What is needed
The full set of entries below should be transcribed exactly.

---- Supplied entries

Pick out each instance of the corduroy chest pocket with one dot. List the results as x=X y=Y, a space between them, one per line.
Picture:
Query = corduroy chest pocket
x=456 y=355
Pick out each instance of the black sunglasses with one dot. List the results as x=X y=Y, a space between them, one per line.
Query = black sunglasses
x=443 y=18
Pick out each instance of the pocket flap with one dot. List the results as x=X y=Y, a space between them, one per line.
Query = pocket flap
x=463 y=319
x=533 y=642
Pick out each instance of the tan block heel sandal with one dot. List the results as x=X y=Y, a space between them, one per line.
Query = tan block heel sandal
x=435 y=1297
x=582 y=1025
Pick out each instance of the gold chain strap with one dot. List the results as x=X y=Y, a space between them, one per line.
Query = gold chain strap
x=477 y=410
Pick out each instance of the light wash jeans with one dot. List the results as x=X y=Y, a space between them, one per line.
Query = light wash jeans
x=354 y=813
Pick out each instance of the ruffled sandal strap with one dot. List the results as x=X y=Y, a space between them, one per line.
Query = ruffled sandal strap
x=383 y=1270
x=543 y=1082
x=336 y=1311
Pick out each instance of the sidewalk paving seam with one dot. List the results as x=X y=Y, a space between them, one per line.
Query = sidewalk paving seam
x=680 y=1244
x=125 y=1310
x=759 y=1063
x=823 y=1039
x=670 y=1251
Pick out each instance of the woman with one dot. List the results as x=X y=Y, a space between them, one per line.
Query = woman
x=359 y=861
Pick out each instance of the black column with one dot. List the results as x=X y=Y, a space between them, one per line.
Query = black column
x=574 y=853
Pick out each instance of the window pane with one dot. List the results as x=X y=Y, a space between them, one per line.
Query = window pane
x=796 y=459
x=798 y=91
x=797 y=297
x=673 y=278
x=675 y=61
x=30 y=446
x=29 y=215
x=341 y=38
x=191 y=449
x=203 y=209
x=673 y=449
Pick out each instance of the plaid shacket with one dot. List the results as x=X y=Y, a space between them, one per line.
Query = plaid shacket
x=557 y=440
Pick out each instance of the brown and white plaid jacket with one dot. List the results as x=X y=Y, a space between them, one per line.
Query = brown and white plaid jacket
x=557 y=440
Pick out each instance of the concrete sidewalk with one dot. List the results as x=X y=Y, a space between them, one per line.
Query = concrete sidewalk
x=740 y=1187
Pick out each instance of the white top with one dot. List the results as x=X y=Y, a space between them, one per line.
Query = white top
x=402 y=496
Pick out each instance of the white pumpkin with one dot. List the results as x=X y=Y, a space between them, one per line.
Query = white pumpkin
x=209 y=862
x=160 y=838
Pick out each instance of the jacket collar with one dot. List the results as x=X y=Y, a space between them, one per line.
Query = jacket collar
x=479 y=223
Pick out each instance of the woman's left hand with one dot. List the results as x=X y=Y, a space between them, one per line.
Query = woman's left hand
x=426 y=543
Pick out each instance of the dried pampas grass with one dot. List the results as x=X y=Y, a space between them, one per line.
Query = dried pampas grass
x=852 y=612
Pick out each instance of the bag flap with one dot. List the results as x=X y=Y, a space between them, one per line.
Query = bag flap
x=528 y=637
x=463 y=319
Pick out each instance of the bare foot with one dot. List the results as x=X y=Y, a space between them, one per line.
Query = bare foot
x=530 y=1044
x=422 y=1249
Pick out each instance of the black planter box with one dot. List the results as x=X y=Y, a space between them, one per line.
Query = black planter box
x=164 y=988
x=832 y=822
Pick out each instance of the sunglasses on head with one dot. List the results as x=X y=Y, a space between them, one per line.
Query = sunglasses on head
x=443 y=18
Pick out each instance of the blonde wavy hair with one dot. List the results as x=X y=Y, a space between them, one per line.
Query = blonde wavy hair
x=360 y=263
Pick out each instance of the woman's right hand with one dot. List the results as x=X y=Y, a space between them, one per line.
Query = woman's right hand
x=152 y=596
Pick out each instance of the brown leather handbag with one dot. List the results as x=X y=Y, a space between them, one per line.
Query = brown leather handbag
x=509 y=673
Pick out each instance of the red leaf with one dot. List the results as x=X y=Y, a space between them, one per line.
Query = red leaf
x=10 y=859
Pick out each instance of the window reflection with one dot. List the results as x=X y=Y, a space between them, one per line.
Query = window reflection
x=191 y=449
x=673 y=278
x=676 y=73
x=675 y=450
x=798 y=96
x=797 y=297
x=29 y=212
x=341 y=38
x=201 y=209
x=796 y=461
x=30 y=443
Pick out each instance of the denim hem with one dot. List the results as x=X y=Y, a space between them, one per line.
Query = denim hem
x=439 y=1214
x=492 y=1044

--------

Exercise output
Pick out each instance of the corduroy chest pocket with one dot. List the results as x=X y=Y, a space between them, one per line.
Picture:
Query = corduroy chest pocket
x=456 y=355
Pick out each instance of the black sunglasses with one dot. List the results as x=X y=Y, a space between them, one per line.
Query = black sunglasses
x=443 y=18
Pick out each instance of the pocket flap with one dot. List the results as x=X y=Y, a space between them, one per line.
Query = pocket flap
x=463 y=319
x=533 y=642
Pick out each instance of the tan block heel sandal with one dot. List the results as x=X y=Y, a space between them, one per line.
Query = tan block heel sandal
x=435 y=1297
x=582 y=1025
Pick out each instance of the gold chain strap with one dot. List the results as x=X y=Y, a space between them, one per line.
Query = gold chain strap
x=477 y=410
Pick out each instance of the light wash jeans with one dot. List the results as x=X y=Y, a space between them, one per line.
Query = light wash jeans
x=354 y=813
Pick out each instance of the ruffled sandal strap with one dot. List the results as x=X y=Y, a space between them, one per line.
Query = ruffled sandal strap
x=383 y=1270
x=543 y=1082
x=336 y=1311
Pick out each instance of the sidewalk paving seam with one dot. List the results as x=X y=Y, a space between them, one per line.
Query = sidewalk paving seam
x=680 y=1244
x=125 y=1310
x=759 y=1063
x=823 y=1039
x=670 y=1251
Pick out each instance of the woman with one dot. List the results as x=X y=Y, a space between them, one per line.
Query = woman
x=359 y=861
Pick out each instance of the black column with one dot. List the results as x=X y=Y, a space between them, one per line.
Query = black column
x=574 y=853
Pick out each instance of the window pane with one dot. List the results as x=X y=Y, a space between them, one per line.
Query = window pane
x=796 y=459
x=798 y=91
x=797 y=297
x=673 y=278
x=675 y=61
x=30 y=446
x=29 y=215
x=341 y=38
x=191 y=449
x=203 y=209
x=673 y=449
Pick out each instance of the plaid shacket with one dot. List the results as x=X y=Y, a space between them, one per line.
Query = plaid shacket
x=557 y=440
Pick out each instance of the brown and white plaid jacket with one dot. List the results as x=X y=Y, a space between them, one per line.
Query = brown and white plaid jacket
x=557 y=440
Pick out each instance of the concrete sidewalk with one dot. List the results as x=X y=Y, a space between them, one per line.
Query = concrete sidewalk
x=740 y=1187
Pick out each instance of the white top with one dot. List the results as x=X y=Y, a space between them, one per line.
Query = white top
x=402 y=496
Pick out each instance of the white pumpkin with one dot. List the results as x=X y=Y, a space between them, one per line.
Query = white pumpkin
x=209 y=862
x=160 y=838
Pick out each instance of the jacket collar with one dot. List the results as x=X y=Y, a space between them, one per line.
Query = jacket collar
x=479 y=223
Pick out each instance of the woman's left hand with one dot. List the results as x=X y=Y, a space between them, one per line.
Query = woman's left hand
x=426 y=543
Pick out each instance of the dried pampas grass with one dot. List the results as x=X y=Y, a space between them, one per line.
Query = dried pampas grass
x=852 y=612
Pick out each instance of the bag flap with one dot. List the results as x=X y=Y, a space between them, one per line.
Query = bag flap
x=528 y=637
x=463 y=319
Pick out each instance of the bare foot with one dot. List the results as x=X y=Y, a space between them, one per line.
Query = bare foot
x=530 y=1044
x=422 y=1249
Pick out each instance of the black planter box with one dot. List the results as x=X y=Y, a space between them, one per line.
Query = black planter box
x=164 y=988
x=832 y=822
Pick out each instance of the sunglasses on head with one dot. List the results as x=X y=Y, a space between them, one per line.
Query = sunglasses on head
x=443 y=18
Pick out each instance of the blonde wavy hair with one dot. List the results as x=X y=Y, a space between them, one per line.
Query = blonde wavy hair
x=360 y=263
Pick out each instance of the woman's right hand with one dot. List the results as x=X y=Y, a space between them, one per line.
Query = woman's right hand
x=152 y=596
Pick out each instance of the brown leather handbag with one dot. List the results as x=X y=Y, a space between them, one per line.
Query = brown leather handbag
x=509 y=673
Pick out each instance of the red leaf with one dot. List the results as x=X y=Y, a space between them, one per line.
Query = red leaf
x=10 y=859
Pick out each instance of the window reflection with one dot. List the results as x=X y=Y, a space between them, one per line.
Query = window reflection
x=191 y=449
x=673 y=278
x=676 y=73
x=675 y=450
x=798 y=96
x=797 y=297
x=29 y=212
x=341 y=38
x=201 y=209
x=796 y=461
x=30 y=443
Pick out each instance of the denim hem with one dot. List the results as x=X y=Y, a space between them, one per line.
Query = denim hem
x=439 y=1214
x=492 y=1044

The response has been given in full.